INSTRUCTION: Please repeat the material below word for word, leaving out the pictures.

(Pointing records)

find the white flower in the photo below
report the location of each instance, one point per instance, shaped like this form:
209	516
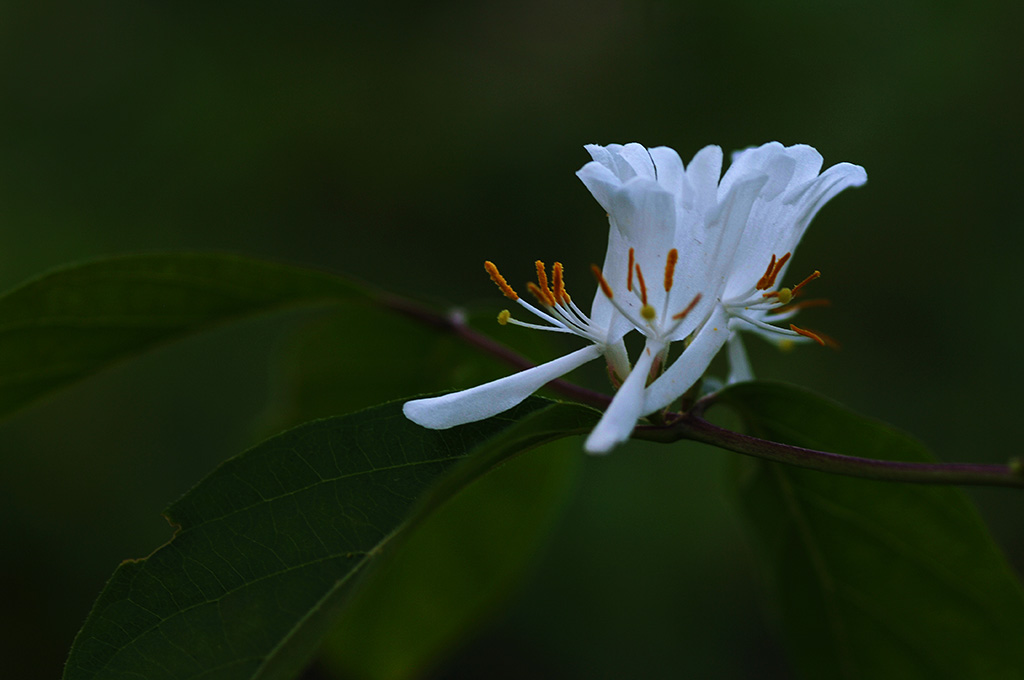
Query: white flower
603	329
690	257
752	297
665	218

OUTPUT BELOW:
find the white flower in the photo below
report the location of each instance, one point per instance, shaped like this form:
209	516
Query: white flower
603	329
690	257
752	297
665	218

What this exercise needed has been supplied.